- REQUEST 1
In the rows, starting with the line with "</instance>" and going on through the end of the rows, swap "positive clicks" for "foreground clicks" and give those lines again with everything else left unchanged.

****************************************

Why all the bad rap on Burke & James?
As I read posts on this forum, I consistently read opinions that the old B&J field cameras are of inferior quality and build. Why is this?
I just completed restoral of my 5X7 Commercial View and have just over $275.00 in it, including a new bellows. Mostly, it was strip paint, clean up and/or replace hardware and make up a lensboard adapter for my Techika boards.
Here's what I see in front of me. Pretty extensive shift, rise/fall, tilt and swing on both standards. Way more than I'll probably ever use for landscapes and portraits. Good, solid lock down after the simple expedient of going to Home Depot and buying some nylon washers to go under the knobs. Two small strips of very thin gasket material on the track locking cams and there is no slippage whatsoever when the film holder is inserted or removed.
The tailboard design doesn't poke me in the chest as one poster stated. I note that it "rattles" a bit as I move it along the track to focus, but so did my friend's Deardorff. So what? Anyone here actually trip the shutter while moving the standards? I sure haven't.
To all of you Deardorff, Seneca, D2, Korona and other older field camera owners, I'm not denigrating your gear. As a matter of fact, I think that with proper use and care, any and all of these old cameras are excellent tools. I just wonder if an element of elitism has crept into the LF crowd. It would sure seem so if one sees what 'dorffs are going for on FleaBay.
Or, am I missing something important? To each his own, for sure. There are those who feel that the only way for them to properly do LF is to take a laptop into the field to calculate DOF, tilt/swing and hinge line, only use a specially calibrated spot meter and won't even think of putting a lens on that isn't APO and carrying about 15 coatings on the glass. Not to mention that the camera has to have geared, indexed and calibrated movements. And, I'm sure that they make wonderful photographs.
And then there's the others who have duct taped bellows, beater lenses, clamps on the bed rails, don't even carry a loupe for critical focus and just stop down until everything looks good on the GG. And, I'm sure that they, too, produce wonderful and beautiful photographs.
Those first negatives that I processed (on hangers, in dip and dunk tanks, with a lot of sky and no "surge marks") were just knockouts. The contact prints sparkle and glow so beautifully that I'm going to dig out the 8X10 B&J which has been languishing in a box awaiting revival this week and get it's restoral going.
I'm sure I'm going to catch Hell from some on the forum but all I really want to do is stimulate some re-thinking. Many of these old boxes are really classics and classical. Who'd have thought that under all that gray paint the B&J has that beautiful wood? I'm not putting anyone down for their technique or gear. Just asking for others on the forum to post their thoughts and/or experiences.

****************************************

- REQUEST 2
Write out the part of the post about Burke & James cameras starting with "Why all the" and going on through "Why is this?".

****************************************

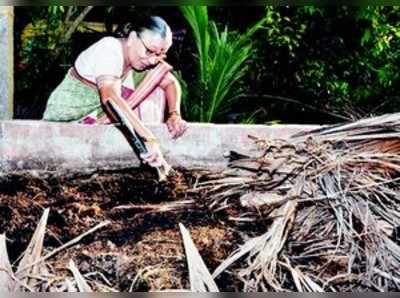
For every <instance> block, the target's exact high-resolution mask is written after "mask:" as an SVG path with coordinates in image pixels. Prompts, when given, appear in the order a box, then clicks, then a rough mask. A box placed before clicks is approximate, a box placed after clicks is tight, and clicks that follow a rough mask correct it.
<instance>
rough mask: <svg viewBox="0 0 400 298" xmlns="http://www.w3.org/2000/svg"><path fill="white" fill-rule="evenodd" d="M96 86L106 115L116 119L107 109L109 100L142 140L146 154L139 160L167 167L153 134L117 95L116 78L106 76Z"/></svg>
mask: <svg viewBox="0 0 400 298" xmlns="http://www.w3.org/2000/svg"><path fill="white" fill-rule="evenodd" d="M97 86H98V89H99V93H100V99H101V102H102V104H103V105H104V106H105V108H106V110H107V112H108V114H110V115H111V116H112V118H114V119H116V116H115V115H113V113H112V111H110V110H108V108H107V104H106V103H107V101H109V100H111V101H113V103H115V104H116V105H117V106H118V108H119V109H120V110H121V111H122V113H124V115H125V117H126V118H127V119H128V121H129V122H130V124H131V125H132V127H133V128H134V130H135V131H136V132H137V134H138V135H139V136H141V137H142V138H143V139H144V142H145V145H146V148H147V151H148V152H147V153H144V154H141V155H140V156H141V158H142V159H143V160H144V161H145V162H147V163H148V164H149V165H150V166H153V167H161V166H165V165H167V163H166V161H165V160H164V157H163V155H162V153H161V150H160V147H159V145H158V142H157V139H156V138H155V136H154V134H153V133H152V132H151V131H150V130H149V129H148V128H147V127H145V126H144V125H143V123H142V121H140V119H139V118H138V117H137V116H136V115H135V114H134V113H133V111H132V109H131V108H130V107H129V105H128V104H127V103H126V102H125V100H124V99H123V98H122V97H121V96H120V95H119V93H120V90H121V81H120V80H119V79H116V78H110V77H108V78H107V77H106V76H102V77H99V78H98V79H97Z"/></svg>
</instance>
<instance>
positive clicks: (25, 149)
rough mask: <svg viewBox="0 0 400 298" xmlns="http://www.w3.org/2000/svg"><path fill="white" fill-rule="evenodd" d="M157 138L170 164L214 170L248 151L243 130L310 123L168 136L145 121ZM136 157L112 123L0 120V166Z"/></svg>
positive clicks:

****************************************

- WRITTEN REPLY 1
</instance>
<instance>
foreground clicks: (25, 149)
rough mask: <svg viewBox="0 0 400 298" xmlns="http://www.w3.org/2000/svg"><path fill="white" fill-rule="evenodd" d="M157 138L170 164L214 170L248 151L243 130L310 123L168 136L145 121ZM136 157L112 123L0 120V166Z"/></svg>
foreground clicks:

- WRITTEN REPLY 2
Why all the bad rap on Burke & James?
As I read posts on this forum, I consistently read opinions that the old B&J field cameras are of inferior quality and build. Why is this?